**KUTIPAN DOKUMEN**
§ §

Era yang krusial ini
oleh banyak kalangan disebut-sebut sebagai era bonus demografi yang saat ini sudah dimulai dan
diperkirakan akan mencapai puncaknya pada rentang tahun 2020-2030. Salah
satunya, menurut Deputi Bidang Pelatihan
dan Pengembangan BKKBN Ida Bagus Permana menyatakan bahwa Indonesia akan
mendapatkan bonus demografi, yaitu jumlah usia angkatan kerja (15-64 tahun)
mencapai sekitar 70 persen, sedang 30 persen penduduk yang tidak produktif
(usia 14 tahun ke bawah dan usia di atas 65 tahun) yang akan terjadi pada tahun
2020-2030.
Fenomena bonus
demografi ini sebagai peluang besar
bangsa Indonesia kedepan. Karena dari makna kata bonus saja mengartikan sebuah
keuntungan yang dapat diraih asalkan menurut syarat-syarat tertentu dan
diusahakan dengan benar. Maka Terkait bonus demografi ini Presiden Jokowi
menyatakan bahwa bonus demografi ibarat pedang bermata dua yang satu sisi
membawa berkah jika berhasil mengambil manfaatnya namun di sisi lain bisa
menjadi bencana apabila kualitas manusia Indonesia tidak disiapkan dengan baik.
Pernyataan ini dikemukakan oleh presiden saat memperingati Hari Keluarga
Nasional pada Agustus 2016.
Maka dari itu khususnya
para pemuda intelektual dapat memanfaatkan bonus demografi tersebut dengan
sebaik-baiknya. Keuntungan yang dapat diperoleh dari
bonus demografi adalah tersedianya tenaga kerja usia produktif sebagai sumber
daya penopang utama pembangunan dan pertumbuhan ekonomi, ataupun sebagai
peluang utama dalam mengoptimalisasikan pemberdayaan masyarakat marjinal.

§ §

**TUGAS TERTULIS 1**
Jawab pertanyaan berikut berdasarkan kutipan tentang bonus demografi:
(a) Pada rentang tahun berapa bonus demografi diperkirakan mencapai puncaknya?
(b) Presiden Jokowi mengibaratkan bonus demografi sebagai apa?
(c) Pada peringatan apa dan kapan presiden mengemukakan pernyataan tersebut?
Kutipan dokumen ini tidak berhubungan dengan catatan yang menyusul.

**CATATAN DATA**

§ §

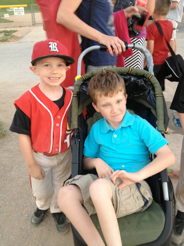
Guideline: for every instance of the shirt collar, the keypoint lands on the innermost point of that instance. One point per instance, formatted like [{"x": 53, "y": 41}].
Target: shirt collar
[{"x": 128, "y": 120}]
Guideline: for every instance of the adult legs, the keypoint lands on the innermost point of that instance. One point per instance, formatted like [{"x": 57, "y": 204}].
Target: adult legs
[
  {"x": 178, "y": 235},
  {"x": 70, "y": 202},
  {"x": 101, "y": 195}
]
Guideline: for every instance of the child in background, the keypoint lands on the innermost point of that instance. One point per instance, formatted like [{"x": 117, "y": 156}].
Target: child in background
[
  {"x": 156, "y": 43},
  {"x": 41, "y": 122}
]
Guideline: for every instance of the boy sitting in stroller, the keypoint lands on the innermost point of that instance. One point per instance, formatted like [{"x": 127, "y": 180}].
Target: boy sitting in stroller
[{"x": 118, "y": 148}]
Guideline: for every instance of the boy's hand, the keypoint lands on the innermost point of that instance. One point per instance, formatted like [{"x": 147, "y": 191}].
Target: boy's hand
[
  {"x": 127, "y": 178},
  {"x": 102, "y": 168},
  {"x": 36, "y": 172}
]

§ §

**TUGAS TERTULIS 2**
Salin kata demi kata baris-baris catatan, mulai dari baris yang memuat "Guideline: for every instance of the child" dan berakhir pada baris terakhir catatan, termasuk kedua ujungnya.

**KELUARAN LENGKAP 1**
(a) 2020-2030.
(b) Pedang bermata dua.
(c) Peringatan Hari Keluarga Nasional, Agustus 2016.

**KELUARAN LENGKAP 2**
Guideline: for every instance of the child in background, the keypoint lands on the innermost point of that instance. One point per instance, formatted like [{"x": 117, "y": 156}].
Target: child in background
[
  {"x": 156, "y": 43},
  {"x": 41, "y": 122}
]
Guideline: for every instance of the boy sitting in stroller, the keypoint lands on the innermost point of that instance. One point per instance, formatted like [{"x": 127, "y": 180}].
Target: boy sitting in stroller
[{"x": 118, "y": 148}]
Guideline: for every instance of the boy's hand, the keypoint lands on the innermost point of that instance. One point per instance, formatted like [{"x": 147, "y": 191}].
Target: boy's hand
[
  {"x": 127, "y": 178},
  {"x": 102, "y": 168},
  {"x": 36, "y": 172}
]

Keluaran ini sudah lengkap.